## TASK DETAILS
Count how many lines in the data below contain the word "white", and reply with that number alone.

## SUPPLIED ENTRIES
▬▬▬
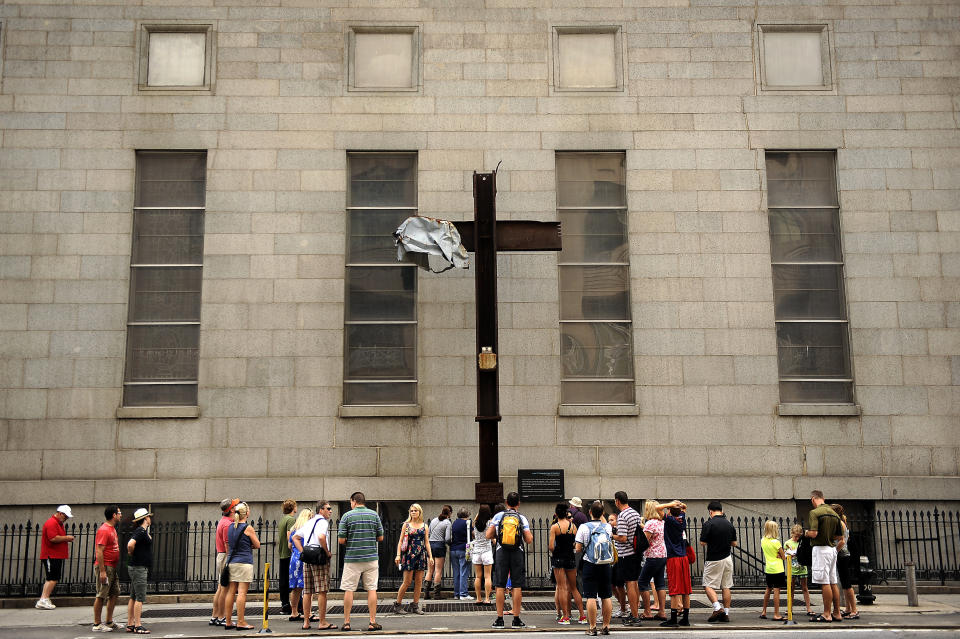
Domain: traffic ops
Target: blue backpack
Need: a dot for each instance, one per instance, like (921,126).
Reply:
▬▬▬
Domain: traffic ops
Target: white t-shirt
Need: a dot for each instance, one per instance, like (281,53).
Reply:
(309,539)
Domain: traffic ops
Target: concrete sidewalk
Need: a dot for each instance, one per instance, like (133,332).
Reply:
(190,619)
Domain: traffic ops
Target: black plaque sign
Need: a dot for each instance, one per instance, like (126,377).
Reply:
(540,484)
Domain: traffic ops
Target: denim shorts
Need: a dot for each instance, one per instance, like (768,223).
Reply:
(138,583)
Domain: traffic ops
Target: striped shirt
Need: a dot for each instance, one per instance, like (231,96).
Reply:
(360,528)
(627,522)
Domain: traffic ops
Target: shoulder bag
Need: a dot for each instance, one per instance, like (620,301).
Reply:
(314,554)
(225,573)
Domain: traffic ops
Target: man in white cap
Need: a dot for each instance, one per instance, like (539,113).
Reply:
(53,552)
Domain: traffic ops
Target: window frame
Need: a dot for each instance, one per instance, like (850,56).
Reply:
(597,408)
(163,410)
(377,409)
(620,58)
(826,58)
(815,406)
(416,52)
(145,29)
▬▬▬
## COMPLETE ANSWER
2